* _Aim of the exercise_: Repeat the whole listing exactly.

* _Dataset extract_:
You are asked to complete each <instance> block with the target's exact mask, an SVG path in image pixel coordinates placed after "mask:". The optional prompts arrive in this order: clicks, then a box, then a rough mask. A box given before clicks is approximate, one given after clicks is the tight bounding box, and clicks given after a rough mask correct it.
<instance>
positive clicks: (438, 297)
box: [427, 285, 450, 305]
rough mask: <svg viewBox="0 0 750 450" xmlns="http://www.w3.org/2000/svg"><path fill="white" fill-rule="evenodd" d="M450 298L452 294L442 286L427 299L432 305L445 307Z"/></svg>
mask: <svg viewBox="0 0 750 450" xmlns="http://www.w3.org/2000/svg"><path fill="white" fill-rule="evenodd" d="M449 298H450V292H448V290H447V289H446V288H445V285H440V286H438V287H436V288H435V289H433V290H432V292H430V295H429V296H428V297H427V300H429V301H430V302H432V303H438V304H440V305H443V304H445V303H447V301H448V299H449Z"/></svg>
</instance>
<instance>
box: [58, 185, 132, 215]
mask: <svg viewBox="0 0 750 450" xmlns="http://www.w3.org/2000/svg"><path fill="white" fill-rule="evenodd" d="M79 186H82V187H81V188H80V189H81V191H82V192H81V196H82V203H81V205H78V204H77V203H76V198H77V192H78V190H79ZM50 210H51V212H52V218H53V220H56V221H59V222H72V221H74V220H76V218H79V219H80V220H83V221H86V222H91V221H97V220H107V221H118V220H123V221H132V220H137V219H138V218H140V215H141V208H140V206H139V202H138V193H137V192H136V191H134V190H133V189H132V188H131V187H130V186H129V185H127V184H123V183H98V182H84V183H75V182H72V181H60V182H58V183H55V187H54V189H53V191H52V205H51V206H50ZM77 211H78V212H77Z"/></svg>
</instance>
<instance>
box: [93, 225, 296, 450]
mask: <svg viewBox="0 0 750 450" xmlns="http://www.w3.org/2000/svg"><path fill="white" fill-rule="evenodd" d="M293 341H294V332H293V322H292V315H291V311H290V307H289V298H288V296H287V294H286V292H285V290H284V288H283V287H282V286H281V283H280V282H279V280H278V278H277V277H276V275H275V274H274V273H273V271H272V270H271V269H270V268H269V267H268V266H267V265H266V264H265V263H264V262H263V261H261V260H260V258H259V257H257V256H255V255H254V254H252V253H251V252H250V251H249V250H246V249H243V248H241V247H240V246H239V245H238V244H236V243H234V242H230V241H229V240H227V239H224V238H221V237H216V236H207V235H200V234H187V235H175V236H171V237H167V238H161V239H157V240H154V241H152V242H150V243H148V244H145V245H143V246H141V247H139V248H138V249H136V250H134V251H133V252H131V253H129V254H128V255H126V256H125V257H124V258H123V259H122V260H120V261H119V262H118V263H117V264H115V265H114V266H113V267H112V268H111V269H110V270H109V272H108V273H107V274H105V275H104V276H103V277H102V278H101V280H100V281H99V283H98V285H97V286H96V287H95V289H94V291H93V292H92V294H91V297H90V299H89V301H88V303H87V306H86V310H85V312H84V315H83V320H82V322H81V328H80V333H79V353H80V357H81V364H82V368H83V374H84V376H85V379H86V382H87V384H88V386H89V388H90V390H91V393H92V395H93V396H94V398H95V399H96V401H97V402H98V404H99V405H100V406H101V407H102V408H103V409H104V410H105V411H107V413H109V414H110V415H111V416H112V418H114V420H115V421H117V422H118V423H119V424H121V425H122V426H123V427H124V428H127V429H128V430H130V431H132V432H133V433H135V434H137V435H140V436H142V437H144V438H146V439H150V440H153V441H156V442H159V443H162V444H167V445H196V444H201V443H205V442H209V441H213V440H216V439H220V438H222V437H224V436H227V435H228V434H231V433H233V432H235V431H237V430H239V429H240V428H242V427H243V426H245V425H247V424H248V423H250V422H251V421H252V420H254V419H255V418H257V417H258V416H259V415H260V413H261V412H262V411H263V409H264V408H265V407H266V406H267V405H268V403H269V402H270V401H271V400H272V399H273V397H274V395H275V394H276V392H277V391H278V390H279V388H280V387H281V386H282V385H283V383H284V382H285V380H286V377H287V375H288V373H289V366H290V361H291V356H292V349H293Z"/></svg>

* _Written response_:
You are asked to complete each <instance> block with the target's exact mask, an SVG path in image pixel coordinates placed after "mask:". The optional prompts arrive in this order: clicks, then a box, then a rough mask. A box given before clicks is approximate, one given after clicks is the tight bounding box, and clicks given after a rough mask correct it.
<instance>
positive clicks: (438, 297)
box: [427, 285, 450, 305]
rough mask: <svg viewBox="0 0 750 450" xmlns="http://www.w3.org/2000/svg"><path fill="white" fill-rule="evenodd" d="M450 298L452 294L442 286L427 299L432 305L445 307Z"/></svg>
mask: <svg viewBox="0 0 750 450" xmlns="http://www.w3.org/2000/svg"><path fill="white" fill-rule="evenodd" d="M449 298H450V292H448V290H447V289H446V288H445V285H440V286H438V287H436V288H435V289H433V290H432V292H430V295H429V296H428V297H427V300H429V301H430V302H432V303H438V304H440V305H443V304H445V303H447V301H448V299H449Z"/></svg>
</instance>
<instance>
box: [58, 185, 132, 215]
mask: <svg viewBox="0 0 750 450" xmlns="http://www.w3.org/2000/svg"><path fill="white" fill-rule="evenodd" d="M79 186H82V187H81V188H80V189H81V191H82V192H81V196H82V203H81V205H78V204H77V203H76V198H77V192H78V190H79ZM50 210H51V212H52V218H53V220H56V221H59V222H72V221H74V220H76V218H79V219H80V220H83V221H86V222H91V221H97V220H107V221H118V220H123V221H132V220H137V219H138V218H140V215H141V208H140V206H139V202H138V193H137V192H136V191H134V190H133V189H132V188H131V187H130V186H129V185H127V184H123V183H98V182H84V183H75V182H72V181H60V182H58V183H55V187H54V189H53V191H52V205H51V206H50ZM77 211H78V212H77Z"/></svg>
</instance>
<instance>
box: [93, 225, 296, 450]
mask: <svg viewBox="0 0 750 450" xmlns="http://www.w3.org/2000/svg"><path fill="white" fill-rule="evenodd" d="M293 341H294V332H293V322H292V315H291V311H290V307H289V298H288V296H287V294H286V292H285V290H284V288H283V287H282V286H281V283H280V282H279V280H278V278H277V277H276V275H275V274H274V273H273V271H272V270H271V269H270V268H269V267H268V266H267V265H266V264H265V263H264V262H263V261H261V260H260V258H259V257H257V256H255V255H254V254H252V253H251V252H250V251H249V250H246V249H243V248H241V247H240V246H239V245H238V244H236V243H234V242H230V241H229V240H227V239H224V238H221V237H216V236H207V235H200V234H187V235H175V236H171V237H167V238H161V239H157V240H154V241H152V242H150V243H148V244H145V245H143V246H141V247H139V248H138V249H136V250H134V251H133V252H131V253H129V254H128V255H126V256H125V257H124V258H123V259H122V260H120V261H119V262H118V263H117V264H115V265H114V266H113V267H112V268H111V269H110V270H109V272H108V273H107V274H105V275H104V276H103V277H102V278H101V280H100V281H99V283H98V285H97V286H96V287H95V289H94V291H93V292H92V294H91V297H90V299H89V301H88V303H87V306H86V310H85V312H84V315H83V320H82V322H81V328H80V333H79V353H80V357H81V364H82V368H83V374H84V376H85V379H86V382H87V384H88V386H89V388H90V390H91V393H92V395H93V396H94V398H95V399H96V401H97V402H98V404H99V405H100V406H101V407H102V408H103V409H104V410H105V411H107V413H109V414H110V415H111V416H112V418H114V420H115V421H117V422H118V423H119V424H121V425H122V426H123V427H124V428H127V429H128V430H130V431H132V432H133V433H135V434H137V435H140V436H142V437H144V438H146V439H150V440H153V441H156V442H159V443H162V444H167V445H196V444H201V443H205V442H209V441H213V440H216V439H220V438H222V437H224V436H227V435H228V434H231V433H233V432H235V431H237V430H239V429H240V428H242V427H243V426H245V425H247V424H248V423H250V422H251V421H252V420H254V419H255V418H257V417H258V416H259V415H260V413H261V412H262V411H263V409H264V408H265V407H266V406H267V405H268V403H269V402H270V401H271V400H272V399H273V397H274V395H275V394H276V392H277V391H278V390H279V388H280V387H281V386H282V385H283V383H284V382H285V380H286V377H287V375H288V373H289V366H290V361H291V356H292V349H293Z"/></svg>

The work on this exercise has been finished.